1961 – 2011, un demi siècle de présence musulmane, c’est l’heure de faire des bilans et surtout des propositions, en vue de nous préparer, enfin, à mieux vivre ensemble avec nos concitoyens de culture ou de confession musulmane.

En termes de bilan, concernant la gestion de l’intégration du culte islamique dans nos institutions, nous ne pointerons qu’un aspect et non des moindres : la « place d’une religion récemment transplantée dans notre pays, eu égard à la liberté de religion et à l’État de droit, fondé sur des valeurs ». Depuis le début de l’immigration musulmane, nous observons que l’écrasante majorité des « primo-arrivants » arrivent dans notre pays munis d’un bagage culturel extrêmement fruste, et ce aussi bien par rapport à l’histoire et les institutions de notre pays que par rapport à leur propre culture religieuse. Qualifiée d’« islam populaire », celle-ci est un mélange de piété, de superstitions, de traditions tribales que l’on attribue, souvent à tort, à la religion, ambiguïté sur laquelle n’hésitent pas à surfer des prédicateurs pas toujours de bonne foi. Inutile de préciser que ce constat d’ordre purement sociologique ne comporte aucun jugement de valeur.

Quant à ceux de nos concitoyens musulmans qui peuvent se targuer d’avoir une culture religieuse « savante », celle-ci, à l’exception du mysticisme soufi, relève la plupart du temps du « traditionnisme », qui ne conçoit l’islam qu’« englobant ». Il est évident que ces cultures religieuses sont à l’origine d’un grand malentendu, en ce sens que le dogme de l’« intégralisme » islamique sur lequel elles sont fondées, justifie, pense-t- on, que l’on peut revendiquer n’importe quoi, sous prétexte de « liberté de religion garantie par la Constitution belge ». Face à cette attitude répandue chez nos concitoyens musulmans, nous n’hésitons pas à attribuer l’essentiel de la responsabilité du malentendu à nos propres dirigeants qui ne se sont jamais donné la peine de faire la « pédagogie du vivre ensemble dans une laïque-cité », auprès des nouveaux arrivants. (« Laïque-cité », néologisme que nous devons au génie de l’écrivain Pierre Efratas !).

MATÉRIEL FOURNI -
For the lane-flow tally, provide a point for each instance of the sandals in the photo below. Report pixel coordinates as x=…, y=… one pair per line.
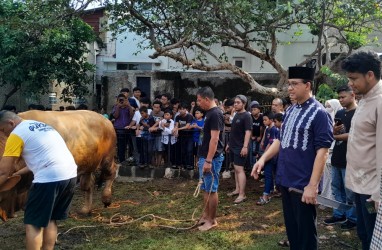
x=263, y=201
x=284, y=243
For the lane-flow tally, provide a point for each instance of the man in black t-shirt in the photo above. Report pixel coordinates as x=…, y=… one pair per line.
x=341, y=132
x=184, y=132
x=257, y=129
x=210, y=156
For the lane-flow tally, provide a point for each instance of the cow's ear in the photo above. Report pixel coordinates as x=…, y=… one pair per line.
x=10, y=183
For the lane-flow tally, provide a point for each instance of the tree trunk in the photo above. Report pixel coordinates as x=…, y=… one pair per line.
x=8, y=95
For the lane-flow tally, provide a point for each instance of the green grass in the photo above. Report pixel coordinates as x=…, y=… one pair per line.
x=243, y=226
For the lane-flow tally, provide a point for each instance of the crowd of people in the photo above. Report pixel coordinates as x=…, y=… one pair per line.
x=292, y=146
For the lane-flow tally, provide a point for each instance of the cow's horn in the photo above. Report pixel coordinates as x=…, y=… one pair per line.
x=10, y=183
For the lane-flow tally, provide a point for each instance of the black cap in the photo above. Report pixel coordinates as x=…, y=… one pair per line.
x=301, y=73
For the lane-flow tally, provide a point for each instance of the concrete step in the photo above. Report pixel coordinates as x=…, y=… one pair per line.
x=126, y=170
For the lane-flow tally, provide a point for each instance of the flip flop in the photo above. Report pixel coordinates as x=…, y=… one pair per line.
x=232, y=194
x=240, y=200
x=263, y=201
x=284, y=243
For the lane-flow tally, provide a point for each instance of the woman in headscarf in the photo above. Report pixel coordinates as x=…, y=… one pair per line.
x=332, y=106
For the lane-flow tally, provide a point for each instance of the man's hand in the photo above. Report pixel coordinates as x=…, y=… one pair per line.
x=310, y=194
x=338, y=129
x=207, y=167
x=256, y=169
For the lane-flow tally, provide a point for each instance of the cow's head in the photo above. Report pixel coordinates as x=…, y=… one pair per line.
x=4, y=193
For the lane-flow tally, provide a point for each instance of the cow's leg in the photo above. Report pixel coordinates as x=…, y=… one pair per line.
x=87, y=185
x=108, y=172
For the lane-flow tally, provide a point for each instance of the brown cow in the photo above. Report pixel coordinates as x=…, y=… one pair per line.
x=90, y=138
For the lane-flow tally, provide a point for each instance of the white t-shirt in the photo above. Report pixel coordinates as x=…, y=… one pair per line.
x=44, y=151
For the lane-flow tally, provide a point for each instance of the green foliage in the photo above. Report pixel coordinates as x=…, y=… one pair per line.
x=192, y=32
x=43, y=42
x=328, y=91
x=335, y=78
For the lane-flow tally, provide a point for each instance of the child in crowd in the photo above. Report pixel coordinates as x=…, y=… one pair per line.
x=197, y=124
x=145, y=123
x=271, y=133
x=168, y=140
x=257, y=130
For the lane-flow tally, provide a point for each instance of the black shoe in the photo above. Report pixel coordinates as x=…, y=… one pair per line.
x=334, y=220
x=348, y=225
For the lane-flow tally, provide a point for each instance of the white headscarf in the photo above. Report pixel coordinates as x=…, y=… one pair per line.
x=334, y=107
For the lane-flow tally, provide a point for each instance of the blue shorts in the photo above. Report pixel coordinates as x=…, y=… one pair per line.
x=49, y=201
x=236, y=158
x=211, y=184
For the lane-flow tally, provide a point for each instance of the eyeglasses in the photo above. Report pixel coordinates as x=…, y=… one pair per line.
x=293, y=84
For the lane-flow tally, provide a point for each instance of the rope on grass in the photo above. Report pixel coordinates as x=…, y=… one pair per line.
x=113, y=221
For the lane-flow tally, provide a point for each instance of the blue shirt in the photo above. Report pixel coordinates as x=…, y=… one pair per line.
x=306, y=128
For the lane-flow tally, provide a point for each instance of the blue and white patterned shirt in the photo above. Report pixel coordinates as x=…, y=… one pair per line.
x=306, y=128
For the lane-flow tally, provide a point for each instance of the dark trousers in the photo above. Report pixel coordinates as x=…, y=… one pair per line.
x=365, y=220
x=300, y=221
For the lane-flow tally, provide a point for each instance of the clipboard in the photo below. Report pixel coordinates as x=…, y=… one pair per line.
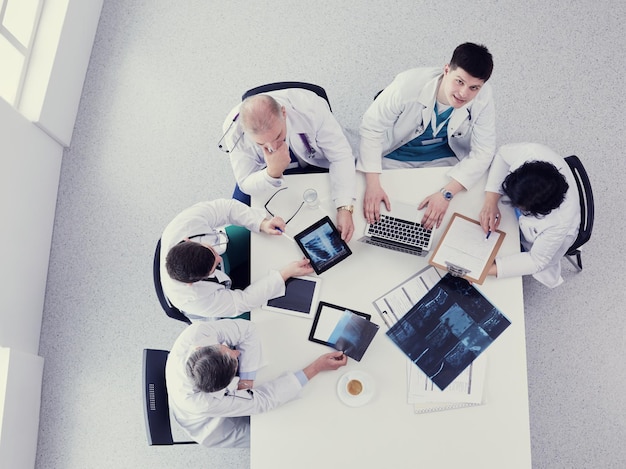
x=464, y=251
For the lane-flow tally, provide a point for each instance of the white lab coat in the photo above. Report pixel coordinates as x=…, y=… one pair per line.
x=217, y=419
x=548, y=238
x=208, y=299
x=403, y=111
x=307, y=114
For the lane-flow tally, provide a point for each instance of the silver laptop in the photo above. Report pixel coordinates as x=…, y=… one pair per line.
x=399, y=230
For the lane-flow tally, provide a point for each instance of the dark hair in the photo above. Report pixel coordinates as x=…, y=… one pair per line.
x=474, y=59
x=536, y=187
x=211, y=369
x=189, y=262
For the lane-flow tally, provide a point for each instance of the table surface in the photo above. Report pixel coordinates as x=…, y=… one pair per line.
x=318, y=430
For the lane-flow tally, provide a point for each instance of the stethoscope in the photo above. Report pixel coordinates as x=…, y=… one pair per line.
x=220, y=144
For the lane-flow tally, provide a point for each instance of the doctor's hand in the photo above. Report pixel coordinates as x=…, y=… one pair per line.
x=374, y=195
x=436, y=206
x=490, y=215
x=296, y=269
x=345, y=225
x=277, y=159
x=326, y=362
x=274, y=226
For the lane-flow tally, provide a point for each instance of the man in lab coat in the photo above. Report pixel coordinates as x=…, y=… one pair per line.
x=210, y=374
x=192, y=246
x=291, y=131
x=431, y=117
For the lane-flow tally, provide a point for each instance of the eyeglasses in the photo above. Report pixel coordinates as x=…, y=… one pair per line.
x=220, y=145
x=273, y=214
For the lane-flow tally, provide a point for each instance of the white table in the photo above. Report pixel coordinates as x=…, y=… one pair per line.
x=318, y=430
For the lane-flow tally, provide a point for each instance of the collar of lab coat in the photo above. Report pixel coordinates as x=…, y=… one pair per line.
x=230, y=389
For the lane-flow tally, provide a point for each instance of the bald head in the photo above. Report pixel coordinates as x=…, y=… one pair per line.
x=258, y=113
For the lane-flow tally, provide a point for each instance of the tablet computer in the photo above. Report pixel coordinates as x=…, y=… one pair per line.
x=322, y=245
x=343, y=329
x=300, y=298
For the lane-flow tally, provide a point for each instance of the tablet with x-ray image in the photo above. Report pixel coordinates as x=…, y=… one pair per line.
x=321, y=243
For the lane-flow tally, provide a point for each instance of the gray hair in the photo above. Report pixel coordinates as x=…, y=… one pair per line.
x=258, y=113
x=211, y=369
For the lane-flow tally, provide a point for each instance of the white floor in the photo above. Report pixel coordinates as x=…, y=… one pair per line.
x=163, y=76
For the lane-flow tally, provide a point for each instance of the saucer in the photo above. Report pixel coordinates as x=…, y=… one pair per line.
x=365, y=396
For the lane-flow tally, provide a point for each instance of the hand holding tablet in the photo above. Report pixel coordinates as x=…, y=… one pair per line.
x=321, y=243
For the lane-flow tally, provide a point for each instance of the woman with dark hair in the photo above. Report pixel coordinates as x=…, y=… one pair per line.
x=538, y=183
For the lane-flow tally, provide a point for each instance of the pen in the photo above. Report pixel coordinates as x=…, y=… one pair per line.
x=489, y=232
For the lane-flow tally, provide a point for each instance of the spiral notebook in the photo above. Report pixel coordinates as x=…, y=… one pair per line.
x=465, y=391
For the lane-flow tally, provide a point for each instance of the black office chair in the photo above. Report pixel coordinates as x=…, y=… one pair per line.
x=169, y=308
x=155, y=406
x=281, y=85
x=585, y=195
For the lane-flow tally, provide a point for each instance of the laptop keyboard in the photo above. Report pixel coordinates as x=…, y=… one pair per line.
x=401, y=231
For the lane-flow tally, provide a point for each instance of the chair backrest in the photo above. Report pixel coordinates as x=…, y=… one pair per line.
x=585, y=195
x=281, y=85
x=169, y=309
x=155, y=406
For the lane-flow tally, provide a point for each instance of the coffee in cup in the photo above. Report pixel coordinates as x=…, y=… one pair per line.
x=354, y=387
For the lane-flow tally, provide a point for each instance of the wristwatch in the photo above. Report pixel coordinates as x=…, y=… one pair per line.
x=446, y=194
x=349, y=208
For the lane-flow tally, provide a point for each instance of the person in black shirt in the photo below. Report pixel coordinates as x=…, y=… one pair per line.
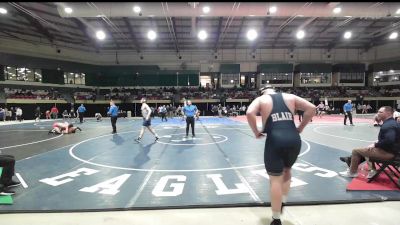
x=7, y=162
x=283, y=143
x=386, y=148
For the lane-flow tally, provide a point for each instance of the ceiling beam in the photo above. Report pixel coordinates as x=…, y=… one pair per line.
x=323, y=31
x=260, y=39
x=36, y=24
x=133, y=36
x=106, y=26
x=174, y=34
x=218, y=33
x=82, y=28
x=239, y=32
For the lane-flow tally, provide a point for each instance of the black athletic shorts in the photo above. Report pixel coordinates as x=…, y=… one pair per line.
x=281, y=150
x=146, y=123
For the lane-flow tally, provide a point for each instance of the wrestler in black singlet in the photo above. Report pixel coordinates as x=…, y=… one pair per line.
x=283, y=142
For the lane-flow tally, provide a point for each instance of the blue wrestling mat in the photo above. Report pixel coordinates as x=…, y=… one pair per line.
x=222, y=166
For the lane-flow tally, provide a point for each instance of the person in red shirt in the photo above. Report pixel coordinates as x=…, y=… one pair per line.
x=63, y=128
x=54, y=112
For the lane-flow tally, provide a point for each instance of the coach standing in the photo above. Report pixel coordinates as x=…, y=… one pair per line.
x=190, y=111
x=113, y=112
x=81, y=111
x=347, y=108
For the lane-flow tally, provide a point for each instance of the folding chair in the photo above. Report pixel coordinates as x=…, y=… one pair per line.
x=5, y=200
x=389, y=167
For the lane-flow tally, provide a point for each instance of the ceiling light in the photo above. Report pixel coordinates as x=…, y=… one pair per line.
x=100, y=35
x=300, y=34
x=252, y=34
x=68, y=10
x=151, y=35
x=3, y=10
x=393, y=35
x=272, y=9
x=137, y=9
x=337, y=10
x=202, y=35
x=206, y=9
x=347, y=35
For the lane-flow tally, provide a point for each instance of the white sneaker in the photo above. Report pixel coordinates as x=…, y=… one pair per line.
x=371, y=173
x=347, y=173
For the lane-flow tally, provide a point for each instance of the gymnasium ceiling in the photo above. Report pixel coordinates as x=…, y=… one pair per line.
x=177, y=25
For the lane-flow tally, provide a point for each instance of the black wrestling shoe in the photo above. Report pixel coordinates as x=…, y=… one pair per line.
x=276, y=222
x=13, y=183
x=347, y=160
x=6, y=191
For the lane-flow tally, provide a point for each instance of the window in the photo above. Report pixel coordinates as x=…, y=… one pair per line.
x=230, y=79
x=276, y=78
x=74, y=78
x=38, y=75
x=11, y=73
x=315, y=78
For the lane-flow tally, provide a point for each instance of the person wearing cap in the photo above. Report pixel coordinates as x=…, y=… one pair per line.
x=283, y=143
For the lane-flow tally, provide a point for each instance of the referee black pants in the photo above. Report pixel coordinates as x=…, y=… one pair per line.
x=114, y=123
x=348, y=114
x=189, y=121
x=8, y=164
x=81, y=117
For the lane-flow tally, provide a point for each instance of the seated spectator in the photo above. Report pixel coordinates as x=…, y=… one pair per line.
x=98, y=117
x=63, y=128
x=54, y=112
x=65, y=114
x=47, y=114
x=7, y=162
x=386, y=148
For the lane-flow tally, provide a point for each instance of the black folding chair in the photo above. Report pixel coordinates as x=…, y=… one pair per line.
x=389, y=167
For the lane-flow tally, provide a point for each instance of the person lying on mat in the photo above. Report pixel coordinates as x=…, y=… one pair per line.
x=386, y=148
x=7, y=163
x=63, y=128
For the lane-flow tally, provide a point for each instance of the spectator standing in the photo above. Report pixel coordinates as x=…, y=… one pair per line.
x=81, y=110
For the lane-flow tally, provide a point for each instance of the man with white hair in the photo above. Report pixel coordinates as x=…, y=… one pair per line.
x=283, y=143
x=146, y=113
x=190, y=112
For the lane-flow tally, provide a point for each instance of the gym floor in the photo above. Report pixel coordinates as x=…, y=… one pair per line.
x=218, y=173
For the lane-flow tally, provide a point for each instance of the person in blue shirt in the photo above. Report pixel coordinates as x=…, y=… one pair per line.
x=347, y=108
x=81, y=111
x=190, y=112
x=113, y=112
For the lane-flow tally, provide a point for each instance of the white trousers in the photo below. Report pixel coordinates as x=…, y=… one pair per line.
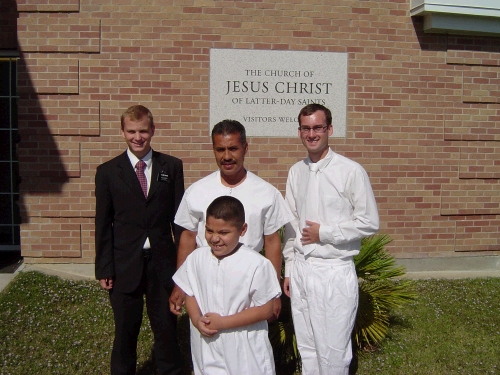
x=324, y=299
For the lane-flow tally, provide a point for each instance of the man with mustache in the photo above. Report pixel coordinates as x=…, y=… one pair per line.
x=265, y=208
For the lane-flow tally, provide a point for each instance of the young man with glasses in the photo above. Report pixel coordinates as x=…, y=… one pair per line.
x=334, y=208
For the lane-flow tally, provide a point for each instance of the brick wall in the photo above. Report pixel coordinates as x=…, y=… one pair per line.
x=423, y=110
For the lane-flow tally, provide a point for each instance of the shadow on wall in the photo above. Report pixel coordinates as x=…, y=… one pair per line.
x=41, y=169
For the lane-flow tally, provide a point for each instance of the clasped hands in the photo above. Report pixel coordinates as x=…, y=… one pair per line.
x=209, y=324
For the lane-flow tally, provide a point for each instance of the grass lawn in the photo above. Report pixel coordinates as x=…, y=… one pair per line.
x=54, y=326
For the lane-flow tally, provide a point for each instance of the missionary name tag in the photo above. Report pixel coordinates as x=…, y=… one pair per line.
x=162, y=177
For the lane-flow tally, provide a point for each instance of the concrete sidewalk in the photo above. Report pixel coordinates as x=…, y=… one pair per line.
x=436, y=269
x=65, y=271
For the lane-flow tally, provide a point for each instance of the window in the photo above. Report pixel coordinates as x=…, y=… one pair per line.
x=9, y=166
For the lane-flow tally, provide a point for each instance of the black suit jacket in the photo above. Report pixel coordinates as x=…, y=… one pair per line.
x=125, y=218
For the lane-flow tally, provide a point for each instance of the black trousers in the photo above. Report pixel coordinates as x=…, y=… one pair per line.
x=127, y=310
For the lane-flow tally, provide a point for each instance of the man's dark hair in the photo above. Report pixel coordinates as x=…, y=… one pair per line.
x=226, y=127
x=309, y=109
x=228, y=209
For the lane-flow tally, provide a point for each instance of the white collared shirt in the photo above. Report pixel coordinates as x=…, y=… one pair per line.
x=148, y=159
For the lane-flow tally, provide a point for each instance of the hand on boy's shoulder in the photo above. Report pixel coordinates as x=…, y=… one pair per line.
x=205, y=325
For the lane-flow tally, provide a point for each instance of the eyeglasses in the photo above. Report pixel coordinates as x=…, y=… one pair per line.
x=319, y=129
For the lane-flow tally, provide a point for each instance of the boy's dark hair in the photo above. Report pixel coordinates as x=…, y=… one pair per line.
x=309, y=109
x=228, y=209
x=226, y=127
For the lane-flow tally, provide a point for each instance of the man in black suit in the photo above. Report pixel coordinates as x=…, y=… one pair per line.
x=137, y=195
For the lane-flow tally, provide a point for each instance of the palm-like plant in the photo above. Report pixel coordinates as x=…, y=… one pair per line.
x=379, y=294
x=379, y=291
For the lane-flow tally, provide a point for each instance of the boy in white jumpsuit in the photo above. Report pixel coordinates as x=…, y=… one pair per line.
x=334, y=207
x=265, y=208
x=230, y=290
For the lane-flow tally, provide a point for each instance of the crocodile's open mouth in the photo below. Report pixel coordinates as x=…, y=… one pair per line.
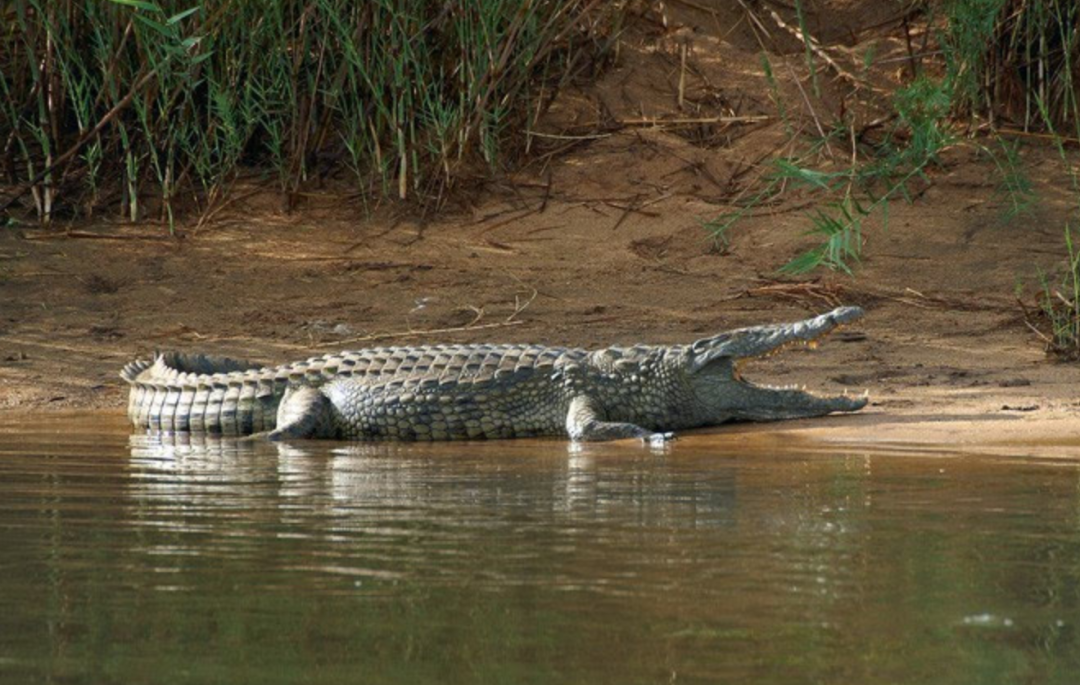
x=812, y=343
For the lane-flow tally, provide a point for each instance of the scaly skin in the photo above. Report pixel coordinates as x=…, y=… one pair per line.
x=482, y=391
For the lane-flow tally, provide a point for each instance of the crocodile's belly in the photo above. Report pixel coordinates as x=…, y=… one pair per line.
x=464, y=411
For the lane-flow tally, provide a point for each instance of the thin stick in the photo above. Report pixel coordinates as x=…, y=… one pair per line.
x=407, y=334
x=82, y=140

EXERCICE ÉCRIT -
Réécrivez sous forme de liste à puces le paragraphe du texte de référence qui commence par « Quant à ceux de nos concitoyens musulmans », en conservant ses faits principaux.

RÉPONSE À L'EXERCICE -
- Chez les musulmans qui ont une culture religieuse « savante », celle-ci relève le plus souvent du « traditionnisme », qui ne conçoit l'islam qu'« englobant ». Le mysticisme soufi fait exception.
- Ces cultures religieuses causent un grand malentendu. Le dogme de l'« intégralisme » islamique qui les fonde justifierait, pense-t-on, n'importe quelle revendication au nom de la « liberté de religion garantie par la Constitution belge ».
- Le texte attribue l'essentiel de la responsabilité de ce malentendu aux dirigeants. Ceux-ci n'ont jamais fait auprès des nouveaux arrivants la « pédagogie du vivre ensemble dans une laïque-cité ».
- Le néologisme « laïque-cité » est dû à l'écrivain Pierre Efratas.